(Dataset items)
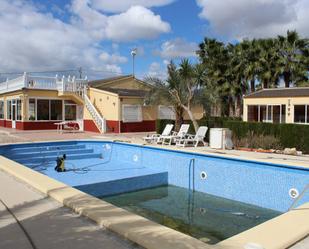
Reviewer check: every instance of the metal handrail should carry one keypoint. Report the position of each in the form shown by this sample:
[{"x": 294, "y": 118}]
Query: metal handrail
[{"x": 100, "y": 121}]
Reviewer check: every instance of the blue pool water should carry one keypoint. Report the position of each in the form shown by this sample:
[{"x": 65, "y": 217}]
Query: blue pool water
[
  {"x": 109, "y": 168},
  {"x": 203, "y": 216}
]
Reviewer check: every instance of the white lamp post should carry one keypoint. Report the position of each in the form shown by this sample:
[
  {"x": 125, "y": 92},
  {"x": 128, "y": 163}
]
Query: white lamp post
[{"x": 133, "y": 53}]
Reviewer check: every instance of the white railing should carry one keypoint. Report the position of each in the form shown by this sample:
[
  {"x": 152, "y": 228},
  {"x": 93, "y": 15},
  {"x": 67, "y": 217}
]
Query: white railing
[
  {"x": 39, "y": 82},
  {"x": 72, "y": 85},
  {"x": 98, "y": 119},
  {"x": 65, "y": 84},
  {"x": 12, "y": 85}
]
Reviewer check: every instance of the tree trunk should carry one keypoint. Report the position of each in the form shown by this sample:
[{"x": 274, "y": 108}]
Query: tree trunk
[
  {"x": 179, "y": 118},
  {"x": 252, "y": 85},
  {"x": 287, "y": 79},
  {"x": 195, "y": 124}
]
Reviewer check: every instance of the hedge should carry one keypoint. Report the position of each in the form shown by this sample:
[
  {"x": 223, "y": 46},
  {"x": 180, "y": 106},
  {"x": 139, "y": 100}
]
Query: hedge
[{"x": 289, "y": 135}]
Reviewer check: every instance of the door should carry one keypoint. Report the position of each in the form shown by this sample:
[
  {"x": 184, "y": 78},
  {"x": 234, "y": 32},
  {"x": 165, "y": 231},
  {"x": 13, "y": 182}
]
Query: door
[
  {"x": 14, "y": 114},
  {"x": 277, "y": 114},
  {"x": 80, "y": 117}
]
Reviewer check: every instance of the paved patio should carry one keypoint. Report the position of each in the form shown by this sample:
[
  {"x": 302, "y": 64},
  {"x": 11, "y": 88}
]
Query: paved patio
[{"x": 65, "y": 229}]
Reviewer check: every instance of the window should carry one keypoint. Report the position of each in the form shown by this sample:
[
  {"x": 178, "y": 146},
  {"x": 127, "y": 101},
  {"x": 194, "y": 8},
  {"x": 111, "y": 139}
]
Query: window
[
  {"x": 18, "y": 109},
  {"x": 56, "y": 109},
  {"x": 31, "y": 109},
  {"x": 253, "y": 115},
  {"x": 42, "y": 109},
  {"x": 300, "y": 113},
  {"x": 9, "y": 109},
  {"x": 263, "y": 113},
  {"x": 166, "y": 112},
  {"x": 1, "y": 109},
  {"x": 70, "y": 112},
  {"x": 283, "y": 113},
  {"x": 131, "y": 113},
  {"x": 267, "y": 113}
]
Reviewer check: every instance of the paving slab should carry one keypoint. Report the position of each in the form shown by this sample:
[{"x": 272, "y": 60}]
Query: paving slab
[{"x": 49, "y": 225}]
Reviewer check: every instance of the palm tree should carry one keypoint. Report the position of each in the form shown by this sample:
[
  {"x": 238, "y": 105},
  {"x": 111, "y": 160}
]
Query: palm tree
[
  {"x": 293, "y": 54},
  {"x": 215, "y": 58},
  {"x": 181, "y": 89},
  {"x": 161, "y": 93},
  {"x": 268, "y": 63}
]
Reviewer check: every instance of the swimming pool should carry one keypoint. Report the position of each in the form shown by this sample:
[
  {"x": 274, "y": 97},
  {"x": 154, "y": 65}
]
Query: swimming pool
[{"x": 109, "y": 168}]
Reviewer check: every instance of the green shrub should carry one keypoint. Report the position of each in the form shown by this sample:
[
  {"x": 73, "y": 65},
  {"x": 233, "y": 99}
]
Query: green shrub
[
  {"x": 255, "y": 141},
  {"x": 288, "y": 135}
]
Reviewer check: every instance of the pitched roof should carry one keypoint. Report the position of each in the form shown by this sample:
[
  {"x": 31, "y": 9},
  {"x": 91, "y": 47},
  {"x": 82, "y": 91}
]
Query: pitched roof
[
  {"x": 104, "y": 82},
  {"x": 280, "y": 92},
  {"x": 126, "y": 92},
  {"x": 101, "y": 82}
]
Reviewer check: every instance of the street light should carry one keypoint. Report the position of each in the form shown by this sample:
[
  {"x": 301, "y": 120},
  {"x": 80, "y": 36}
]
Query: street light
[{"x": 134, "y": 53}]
==
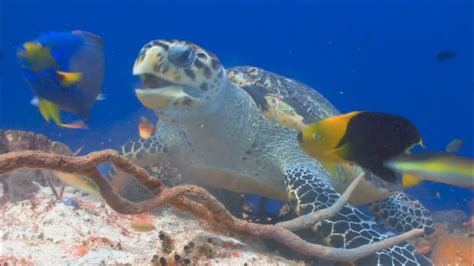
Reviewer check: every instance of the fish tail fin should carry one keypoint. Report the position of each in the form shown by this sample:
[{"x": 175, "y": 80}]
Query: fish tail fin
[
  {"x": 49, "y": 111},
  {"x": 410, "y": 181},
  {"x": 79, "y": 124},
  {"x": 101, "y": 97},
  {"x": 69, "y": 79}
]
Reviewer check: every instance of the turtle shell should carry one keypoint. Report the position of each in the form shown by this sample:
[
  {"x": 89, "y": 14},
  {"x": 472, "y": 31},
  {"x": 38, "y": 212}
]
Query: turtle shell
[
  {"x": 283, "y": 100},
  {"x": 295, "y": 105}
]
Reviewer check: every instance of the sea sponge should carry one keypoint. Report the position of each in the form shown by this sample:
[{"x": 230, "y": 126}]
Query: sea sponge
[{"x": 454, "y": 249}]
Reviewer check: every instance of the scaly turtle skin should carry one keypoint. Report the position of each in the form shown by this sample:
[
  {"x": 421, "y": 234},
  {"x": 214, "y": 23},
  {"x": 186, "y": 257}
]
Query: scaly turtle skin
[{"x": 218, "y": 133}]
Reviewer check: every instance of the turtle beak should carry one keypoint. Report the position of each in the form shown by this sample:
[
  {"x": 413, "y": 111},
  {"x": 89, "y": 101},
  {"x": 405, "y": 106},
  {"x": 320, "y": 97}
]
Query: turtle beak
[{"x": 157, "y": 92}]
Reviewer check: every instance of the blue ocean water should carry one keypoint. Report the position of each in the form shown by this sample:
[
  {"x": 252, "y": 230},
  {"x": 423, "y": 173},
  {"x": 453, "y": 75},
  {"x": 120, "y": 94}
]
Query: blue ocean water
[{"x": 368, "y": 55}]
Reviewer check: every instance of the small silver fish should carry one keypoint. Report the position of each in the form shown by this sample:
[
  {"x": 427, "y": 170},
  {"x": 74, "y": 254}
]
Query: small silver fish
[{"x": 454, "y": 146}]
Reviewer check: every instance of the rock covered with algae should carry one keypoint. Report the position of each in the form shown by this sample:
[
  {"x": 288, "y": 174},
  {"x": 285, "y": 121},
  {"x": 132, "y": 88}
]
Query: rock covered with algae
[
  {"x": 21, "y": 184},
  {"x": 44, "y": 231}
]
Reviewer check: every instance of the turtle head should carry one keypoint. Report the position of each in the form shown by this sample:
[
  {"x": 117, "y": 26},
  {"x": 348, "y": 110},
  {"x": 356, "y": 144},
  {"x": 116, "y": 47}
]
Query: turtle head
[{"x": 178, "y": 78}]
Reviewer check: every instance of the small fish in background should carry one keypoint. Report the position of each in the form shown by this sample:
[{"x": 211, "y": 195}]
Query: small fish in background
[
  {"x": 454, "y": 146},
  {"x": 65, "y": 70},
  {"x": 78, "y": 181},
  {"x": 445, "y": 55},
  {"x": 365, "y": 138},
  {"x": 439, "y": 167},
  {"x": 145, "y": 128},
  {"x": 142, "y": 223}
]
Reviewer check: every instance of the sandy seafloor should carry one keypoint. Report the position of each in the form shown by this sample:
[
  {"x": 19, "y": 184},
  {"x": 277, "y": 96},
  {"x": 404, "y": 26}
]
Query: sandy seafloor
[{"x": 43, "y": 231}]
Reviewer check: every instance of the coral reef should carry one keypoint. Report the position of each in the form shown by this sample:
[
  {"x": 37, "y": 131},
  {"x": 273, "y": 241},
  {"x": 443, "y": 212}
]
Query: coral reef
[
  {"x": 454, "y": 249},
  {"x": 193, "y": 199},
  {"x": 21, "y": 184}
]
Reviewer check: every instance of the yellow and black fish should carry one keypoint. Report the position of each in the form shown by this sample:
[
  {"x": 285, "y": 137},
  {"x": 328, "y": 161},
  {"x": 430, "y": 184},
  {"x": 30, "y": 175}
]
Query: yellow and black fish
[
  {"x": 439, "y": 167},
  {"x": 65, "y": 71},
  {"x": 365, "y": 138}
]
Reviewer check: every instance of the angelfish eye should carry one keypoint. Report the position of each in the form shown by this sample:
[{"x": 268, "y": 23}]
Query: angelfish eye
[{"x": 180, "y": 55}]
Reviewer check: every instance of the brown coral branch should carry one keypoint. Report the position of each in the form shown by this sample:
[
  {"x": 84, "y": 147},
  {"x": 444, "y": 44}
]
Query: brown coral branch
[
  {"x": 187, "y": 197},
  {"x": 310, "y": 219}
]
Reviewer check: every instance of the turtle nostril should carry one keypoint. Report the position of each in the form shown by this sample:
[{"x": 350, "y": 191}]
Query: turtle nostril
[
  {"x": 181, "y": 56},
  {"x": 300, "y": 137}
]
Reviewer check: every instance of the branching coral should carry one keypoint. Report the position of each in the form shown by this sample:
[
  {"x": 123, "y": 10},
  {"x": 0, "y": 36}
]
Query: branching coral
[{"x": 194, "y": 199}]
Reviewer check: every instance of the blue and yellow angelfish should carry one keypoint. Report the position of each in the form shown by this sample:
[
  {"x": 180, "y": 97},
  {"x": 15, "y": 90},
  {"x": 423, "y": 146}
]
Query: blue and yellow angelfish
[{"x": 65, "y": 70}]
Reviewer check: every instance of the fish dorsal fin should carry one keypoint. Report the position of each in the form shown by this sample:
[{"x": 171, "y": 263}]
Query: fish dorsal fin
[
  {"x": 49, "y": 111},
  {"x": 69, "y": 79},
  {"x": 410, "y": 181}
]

**WHAT NEEDS TO BE DONE:** Extract every line of the entries above that contains the string "hedge", treating uppercase and lowercase as different.

**PROBLEM SOLUTION:**
Reviewer check: every instance of the hedge should carry one keypoint. Report the position of each in the form shown by this sample:
Query: hedge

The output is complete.